# start of Page excerpt

8 Replies Latest reply: May 15, 2014 10:16 AM by RalphB _ RSS

    The Dreaded PDF

    GuinnessDrinker _

      Good Afternoon (UK)

      Does anyone know if the latest version of Monarch will read PDF files generated from a document scanned as a PDF

      Thank You in anticipation

        • The Dreaded PDF
          Olly Bond

          Hello,

           

          No, Monarch v11.8 does not have OCR built in. I certainly got excellent results using Abbyy FineReader and Monarch. If you need to automate this solution, Abbyy FineReader has a server product, but also there's a corporate edition which offers some automation and could be usefully deployed alongside DataPump.

           

          Best wishes,

           

          Olly

            • The Dreaded PDF
              GuinnessDrinker _

              Thanks Olly.

              my company will not allow any other software so it looks like I am still stuck with the same problem until Monarch comes up with the solution

                • The Dreaded PDF
                  Olly Bond

                  Hello,

                   

                  Perhaps you could get a quote for re-keying the scanned data, then a quote for Abbyy Fine Reader Corporate Edition, (last time I checked about EUR 1000)? How many pages, how complex a layout, and how many languages are we dealing with here?

                   

                  All the best,

                   

                  Olly

                  • The Dreaded PDF
                    Grant Perkins

                    Thanks Olly.

                    my company will not allow any other software so it looks like I am still stuck with the same problem until Monarch comes up with the solution[/QUOTE]

                     

                    I think the problem there is that OCR is a very specific technique that goes way beyond the scope of document modeling in Datawatch terms.

                     

                    Not only that but if you are using OCR extraction for anything important you would need to be extremely sure that the interpretation is accurate and have some method of built in verification and warnings to assist with the assessment. This would be especially true if you were automating the process due to the volume of work.

# end of Page excerpt
# start of Dataset extract

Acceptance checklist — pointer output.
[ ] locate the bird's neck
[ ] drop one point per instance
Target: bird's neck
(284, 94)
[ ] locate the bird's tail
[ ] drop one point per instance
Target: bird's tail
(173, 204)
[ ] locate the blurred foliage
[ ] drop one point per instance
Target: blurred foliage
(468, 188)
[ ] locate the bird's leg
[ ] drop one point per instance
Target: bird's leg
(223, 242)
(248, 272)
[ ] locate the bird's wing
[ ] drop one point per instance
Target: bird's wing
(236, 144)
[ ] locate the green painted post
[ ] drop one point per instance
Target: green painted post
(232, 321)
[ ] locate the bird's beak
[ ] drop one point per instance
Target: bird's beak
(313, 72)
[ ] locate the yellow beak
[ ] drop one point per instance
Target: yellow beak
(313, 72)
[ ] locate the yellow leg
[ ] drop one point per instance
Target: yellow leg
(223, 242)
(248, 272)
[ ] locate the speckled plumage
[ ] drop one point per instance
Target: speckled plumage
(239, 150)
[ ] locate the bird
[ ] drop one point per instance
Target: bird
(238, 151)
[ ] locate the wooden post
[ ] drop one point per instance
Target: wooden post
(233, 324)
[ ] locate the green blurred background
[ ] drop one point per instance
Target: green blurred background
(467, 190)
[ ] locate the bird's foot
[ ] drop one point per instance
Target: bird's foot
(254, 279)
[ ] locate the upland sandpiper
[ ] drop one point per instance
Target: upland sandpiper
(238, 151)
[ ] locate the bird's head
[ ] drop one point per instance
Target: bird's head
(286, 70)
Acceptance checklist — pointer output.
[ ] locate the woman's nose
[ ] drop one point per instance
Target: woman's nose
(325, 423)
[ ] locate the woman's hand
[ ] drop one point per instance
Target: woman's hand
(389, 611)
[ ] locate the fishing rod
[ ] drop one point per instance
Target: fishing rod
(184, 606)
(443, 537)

# end of Dataset extract

# Direction 1
In the forum thread about scanned PDFs in Monarch, which program does Olly Bond say gave him excellent results when used with Monarch?
# Direction 2
Take the forum thread about scanned PDFs in Monarch further, starting right after its last sentence.
This listing was taken from another source and has no connection to the forum thread about scanned PDFs in Monarch.

# Result 1
Abbyy FineReader

# Result 2
                    Have you considered looking back towards the source to see if the PDFs could be supplied in a different format? Even just written out as a text based PDF rather than something graphical?

                     

                    OCR type scanning, now possible via cameras on smartphones, is very clever but does have limitations that require human intervention to ensure accuracy, even from visually "good" sources, if the output is to be used elsewhere.

                     

                    I hope these thoughts help in some way.

                     

                    Grant

                      • The Dreaded PDF
                        RalphB _

                        If you have the full version of Adobe, Adobe Standard, it has OCR capability.  I have used it in the past.  It isn't perfect and takes some work at times but it may do what you want.

                          • The Dreaded PDF
                            GuinnessDrinker _

                            Thank you all for your suggestions

                            I am going to try and get the suppliers involved to send me PDF files as my company will not consider any other solutions.

                            I have been trying to find on the Datawatch site prices (in sterling ) for a version 10 to 11 upgrade CD but can get no results, The website has changed since I last went there and does not seem to advertise the products just gives a pitch as to what it can do.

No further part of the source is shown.